* _WRITTEN EXERCISE_: Reproduce every one of the rows below word for word, in the same order.

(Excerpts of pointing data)

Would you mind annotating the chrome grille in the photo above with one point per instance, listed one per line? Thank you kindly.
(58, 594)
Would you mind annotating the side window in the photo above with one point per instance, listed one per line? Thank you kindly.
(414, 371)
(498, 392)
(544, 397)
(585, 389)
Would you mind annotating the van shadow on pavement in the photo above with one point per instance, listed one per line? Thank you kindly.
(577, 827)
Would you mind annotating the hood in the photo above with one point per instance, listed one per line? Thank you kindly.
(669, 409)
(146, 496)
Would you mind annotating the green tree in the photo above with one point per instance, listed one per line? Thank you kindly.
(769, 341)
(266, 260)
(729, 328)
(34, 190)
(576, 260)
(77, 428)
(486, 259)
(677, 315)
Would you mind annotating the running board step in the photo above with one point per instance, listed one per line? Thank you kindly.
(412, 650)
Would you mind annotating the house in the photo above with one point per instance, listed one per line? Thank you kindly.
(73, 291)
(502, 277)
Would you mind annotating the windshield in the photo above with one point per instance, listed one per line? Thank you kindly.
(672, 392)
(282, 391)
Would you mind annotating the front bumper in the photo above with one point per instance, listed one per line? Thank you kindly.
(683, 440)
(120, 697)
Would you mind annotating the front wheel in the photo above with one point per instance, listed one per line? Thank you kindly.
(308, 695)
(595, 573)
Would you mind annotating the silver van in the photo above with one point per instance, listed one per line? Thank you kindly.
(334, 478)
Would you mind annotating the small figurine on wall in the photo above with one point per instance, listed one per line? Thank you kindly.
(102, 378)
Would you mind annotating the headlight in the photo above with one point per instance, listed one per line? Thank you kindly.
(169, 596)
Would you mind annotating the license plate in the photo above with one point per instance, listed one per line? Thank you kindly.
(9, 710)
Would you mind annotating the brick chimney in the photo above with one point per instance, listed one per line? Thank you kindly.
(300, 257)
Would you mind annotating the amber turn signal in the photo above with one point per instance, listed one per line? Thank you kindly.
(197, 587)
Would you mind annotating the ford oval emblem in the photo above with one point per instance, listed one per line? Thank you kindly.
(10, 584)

* _RESPONSE TO THE TASK_:
Would you mind annotating the chrome grille in the photo above with one point per instance, listed one per line? Thank you kindly.
(58, 594)
Would you mind annotating the side window in the photo above with one point per instance, listed one per line? Thank you kindly.
(414, 371)
(498, 392)
(544, 397)
(585, 389)
Would you mind annotating the van shadow on pavement in the photo above with one point per instance, listed one per line? Thank you kindly.
(577, 827)
Would you mind annotating the hood in the photo above with one point per instance, listed one per line? Thank you kindly.
(669, 409)
(146, 496)
Would you mind annotating the green tree in the photo above with one point per instance, listed one per line? Thank you kindly.
(769, 341)
(266, 260)
(729, 328)
(34, 190)
(576, 260)
(77, 428)
(486, 259)
(677, 315)
Would you mind annotating the running board step in the photo above with one point per instance, listed one per line? Thank you kindly.
(412, 650)
Would you mind annotating the house in the photo above with one point per instance, listed one per line? Thank you kindly.
(73, 291)
(502, 277)
Would you mind annotating the windshield in the photo above with one point per instance, listed one per line? Thank you kindly.
(672, 392)
(282, 391)
Would you mind annotating the front bumper in the photo above with one point per instance, listed one per line? Thank you kindly.
(683, 440)
(120, 697)
Would you mind annotating the front wheel in the photo above with one point per instance, listed one per line? Thank you kindly.
(308, 695)
(595, 573)
Would you mind annotating the silver van in the photo above with one point per instance, listed one per line? Thank you kindly.
(334, 478)
Would you mind annotating the small figurine on wall in the photo above with one point per instance, listed one per line? Thank you kindly.
(102, 378)
Would you mind annotating the headlight in the photo above with one point per instance, listed one per line? Thank you kindly.
(169, 596)
Would you mind annotating the license plate in the photo above with one point per instance, listed one per line? Thank you kindly.
(9, 710)
Would you mind annotating the brick chimney in the photo above with one point per instance, listed one per line? Thank you kindly.
(300, 257)
Would you mind annotating the amber turn signal in the photo above with one point per instance, listed one per line? Thank you kindly.
(197, 587)
Would you mind annotating the ford oval emblem in the photo above with one point per instance, listed one per line? Thank you kindly.
(10, 584)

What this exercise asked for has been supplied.